**WHAT THE EXERCISE ASKS**. Go through the listing and write out all of it exactly.

**INPUT MATERIAL**.
☆ ☆ ☆
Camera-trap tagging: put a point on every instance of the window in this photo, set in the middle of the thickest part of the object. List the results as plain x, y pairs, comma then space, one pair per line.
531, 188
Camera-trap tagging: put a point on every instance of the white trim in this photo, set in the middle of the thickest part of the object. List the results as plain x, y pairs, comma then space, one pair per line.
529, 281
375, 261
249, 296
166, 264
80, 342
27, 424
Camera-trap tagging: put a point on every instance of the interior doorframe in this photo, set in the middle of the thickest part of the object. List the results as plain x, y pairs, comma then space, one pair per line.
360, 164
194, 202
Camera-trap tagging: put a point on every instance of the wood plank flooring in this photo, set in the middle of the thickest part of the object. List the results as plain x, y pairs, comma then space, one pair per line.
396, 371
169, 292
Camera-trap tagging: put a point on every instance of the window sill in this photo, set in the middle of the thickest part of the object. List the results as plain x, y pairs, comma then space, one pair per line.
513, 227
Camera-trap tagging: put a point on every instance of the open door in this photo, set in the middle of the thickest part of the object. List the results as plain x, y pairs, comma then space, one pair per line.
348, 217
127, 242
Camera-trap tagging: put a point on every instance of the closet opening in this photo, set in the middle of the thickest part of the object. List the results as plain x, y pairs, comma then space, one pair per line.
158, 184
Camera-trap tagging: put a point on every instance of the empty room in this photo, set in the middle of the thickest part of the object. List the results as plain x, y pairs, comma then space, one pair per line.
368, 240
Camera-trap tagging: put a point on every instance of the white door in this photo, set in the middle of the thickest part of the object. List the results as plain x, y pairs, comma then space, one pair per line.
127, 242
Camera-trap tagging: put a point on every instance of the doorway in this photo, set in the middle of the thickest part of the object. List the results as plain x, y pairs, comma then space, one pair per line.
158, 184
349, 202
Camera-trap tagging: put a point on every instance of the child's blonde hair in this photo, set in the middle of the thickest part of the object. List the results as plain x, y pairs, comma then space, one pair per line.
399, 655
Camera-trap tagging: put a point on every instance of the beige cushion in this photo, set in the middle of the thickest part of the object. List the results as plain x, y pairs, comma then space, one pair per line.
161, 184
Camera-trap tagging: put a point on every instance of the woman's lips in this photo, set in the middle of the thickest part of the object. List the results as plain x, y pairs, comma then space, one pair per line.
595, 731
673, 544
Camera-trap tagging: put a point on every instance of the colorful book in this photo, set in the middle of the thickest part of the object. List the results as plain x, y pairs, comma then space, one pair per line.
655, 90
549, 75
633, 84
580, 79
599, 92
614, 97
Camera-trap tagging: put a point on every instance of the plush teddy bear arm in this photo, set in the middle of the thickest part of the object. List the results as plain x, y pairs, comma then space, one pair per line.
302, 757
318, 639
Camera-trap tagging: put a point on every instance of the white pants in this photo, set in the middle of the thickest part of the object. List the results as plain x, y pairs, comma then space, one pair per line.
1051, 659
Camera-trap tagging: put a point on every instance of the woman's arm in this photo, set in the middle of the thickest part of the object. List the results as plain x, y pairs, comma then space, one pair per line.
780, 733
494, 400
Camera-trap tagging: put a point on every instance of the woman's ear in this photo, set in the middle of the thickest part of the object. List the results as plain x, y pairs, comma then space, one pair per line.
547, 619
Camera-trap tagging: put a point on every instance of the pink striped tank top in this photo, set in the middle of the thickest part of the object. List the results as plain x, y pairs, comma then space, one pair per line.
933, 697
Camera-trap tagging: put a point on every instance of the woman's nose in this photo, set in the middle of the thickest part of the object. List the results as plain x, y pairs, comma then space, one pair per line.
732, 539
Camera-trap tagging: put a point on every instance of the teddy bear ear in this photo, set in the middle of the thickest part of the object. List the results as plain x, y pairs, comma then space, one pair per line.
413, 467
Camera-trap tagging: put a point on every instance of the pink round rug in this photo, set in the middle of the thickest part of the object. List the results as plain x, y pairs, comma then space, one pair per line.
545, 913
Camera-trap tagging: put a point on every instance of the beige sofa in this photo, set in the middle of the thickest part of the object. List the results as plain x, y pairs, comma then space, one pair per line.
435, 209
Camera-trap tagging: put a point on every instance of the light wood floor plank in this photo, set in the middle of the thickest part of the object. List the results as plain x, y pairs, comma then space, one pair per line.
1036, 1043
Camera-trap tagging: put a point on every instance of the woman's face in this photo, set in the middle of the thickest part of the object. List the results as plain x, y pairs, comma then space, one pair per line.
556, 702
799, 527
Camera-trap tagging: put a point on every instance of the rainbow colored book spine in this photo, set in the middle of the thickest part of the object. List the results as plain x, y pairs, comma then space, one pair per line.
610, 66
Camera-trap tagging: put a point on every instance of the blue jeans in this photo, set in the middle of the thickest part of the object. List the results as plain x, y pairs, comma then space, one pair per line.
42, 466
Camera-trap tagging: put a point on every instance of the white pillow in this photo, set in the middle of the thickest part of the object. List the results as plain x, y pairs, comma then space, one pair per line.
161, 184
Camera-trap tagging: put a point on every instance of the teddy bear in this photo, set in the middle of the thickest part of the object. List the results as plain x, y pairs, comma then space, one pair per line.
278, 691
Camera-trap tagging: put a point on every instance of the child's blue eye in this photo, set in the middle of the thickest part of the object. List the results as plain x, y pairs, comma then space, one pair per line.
☆ ☆ ☆
**THE COMPLETED TASK**.
Camera-trap tagging: put a point on every instance of the window in this photo, set in the middle of the thickest part of the object. List the results as plain x, y pairs, comma then space, one pair per line.
531, 188
Camera-trap tagging: put a point on every instance of the white trim in this photo, set in the middle of the thickest part of the object. List the results as plain x, y pairs, comma then space, one pair per line.
529, 281
375, 261
249, 296
166, 264
80, 342
27, 424
Camera-trap tagging: put a point on every instance of the interior doorframe in this photo, set in the middle of the thickest part of the object. List the results as plain x, y pairs, comma then space, one pair per line.
360, 164
194, 202
Camera-trap tagging: put a point on every instance of the wood plank flooring in this photo, set in the middle of the thickest part of the object. List the results as plain x, y pairs, comma then space, one pair per line.
396, 371
169, 292
Camera-trap tagging: put a point on every instance of the window sill in this photo, set in the middle of the thickest part of the object. List the results as plain x, y pairs, comma then space, one pair per line.
513, 227
Camera-trap tagging: put a point on every instance of the open door in this photo, set in the middle of the thickest part of the object. List the results as plain x, y pairs, comma then space, one pair per line.
348, 217
127, 242
Camera-trap tagging: put a point on every instance of the closet opening in this photo, set in the middle of the thickest part of the object. List the results as plain x, y pairs, comma then space, one pair per line.
158, 184
Camera-trap tagging: put a point on every instance of the empty room in this photo, set in the middle of the thickest part of the object. List the results as plain x, y pairs, comma then space, one pair per line.
368, 240
Camera-trap tagging: put a point on every instance of the white door in this photo, set in the middle of the thickest part of the object. List the results as plain x, y pairs, comma then space, one pair per line.
127, 242
Camera-trap tagging: put a point on every instance of the doorway in this photo, set in the middle of the thickest part of the object. List the results as plain x, y pairs, comma then space, one pair per line.
158, 184
349, 202
Camera-trap tagging: put a point on every instance of the child's blonde hair in this photo, set in the middle of the thickest part of the object. List the results as plain x, y pairs, comma then space, one pair per line.
399, 655
Camera-trap tagging: put a point on every instance of the beige cushion in this photo, set in the middle of the thickest part of the object. List the results as plain x, y pairs, comma then space, one pair per line.
161, 184
Camera-trap tagging: put a point on every instance of the woman's lips in this photo, set in the middle of the thickest part of the object. List the results as plain x, y pairs, comma then space, one pair per line.
595, 731
673, 544
Camera-trap tagging: put a point on every instance of the colorful book in this photo, set in the middle of the thickest part of the object. List the results as plain x, y pairs, comma then space, one pair per line.
655, 90
549, 75
633, 84
580, 79
599, 92
614, 97
Camera-trap tagging: put a point on every instance of the plush teddy bear arm in this photo, set in the middle of the thickest part of the object. List the results as plain x, y pairs, comma then space, one pair per line.
302, 757
318, 639
Camera-trap tagging: put a point on every instance of the white pants in this photo, set in the middle of the thickest part of the object. List the results as plain x, y pairs, comma then space, one pair per line.
1051, 659
Camera-trap tagging: put a point on every instance of the woman's arm in this photo, set in the middle of the thickest part of the object. List the results as plain x, y pairs, comma then space, one pair per line.
780, 733
494, 400
Camera-trap tagging: put a point on every instance of the woman's ear in this photo, set in the middle of the thickest part of the object. List the results as plain x, y pairs, comma then space, one pair per line.
547, 619
Camera-trap tagging: put a point on every instance of the pink striped tank top in this photo, set in the middle of the thickest part of the object. List the results as plain x, y pairs, comma then space, one pair per line.
933, 697
Camera-trap tagging: put a point on every instance of the woman's nose in this photo, set in the middle of the thickest part of the object. List the results as plain x, y pairs, comma then space, one pair per line.
732, 539
Camera-trap tagging: put a point on every instance of the teddy bear ear in this photo, set in the middle of the thickest part of the object. List the results as plain x, y pairs, comma then space, one pair per line.
413, 467
Camera-trap tagging: put a point on every instance of the pink round rug in this photo, set in the middle of the thickest part of the object. List the results as plain x, y pairs, comma then space, one pair per line.
545, 913
Camera-trap tagging: put a point on every instance of the beige sofa in this photo, set in the middle of the thickest part of the object. List the results as plain x, y pairs, comma then space, one pair per line.
435, 209
Camera-trap tagging: put a point on every instance of the light wood floor plank in this photo, set in the middle of the thickest part of the object. List the results as plain x, y pairs, comma then space, one pair per line.
1036, 1043
Camera-trap tagging: put a point on every instance of the woman's face in this photo, set in the middle of the thickest part of the object. List the results as plain x, y pairs, comma then space, one pair per line.
556, 702
799, 527
Camera-trap tagging: put a point on every instance of the rainbow colored book spine in this photo, set in the middle of the thickest part of the object. List the results as plain x, y pairs, comma then space, one pair per line.
610, 66
Camera-trap tagging: put a point on every instance of the blue jeans in this photo, set in the middle of the thickest part of the object. List the results as plain x, y pairs, comma then space, one pair per line.
42, 466
Camera-trap tagging: put a point on every instance of the white pillow in this photo, set in the middle of the thickest part of the object. List the results as plain x, y pairs, comma then space, one pair per line.
161, 184
Camera-trap tagging: put a point on every instance of the teddy bear in this photo, set in the middle of the thickest part of the object. List the results as plain x, y pairs, comma then space, one pair per line.
278, 691
Camera-trap tagging: put a point on every instance of the child's blue eye in this photo, set in the middle of the thickest part of the object. List the results as plain x, y pairs, comma then space, one pair per line.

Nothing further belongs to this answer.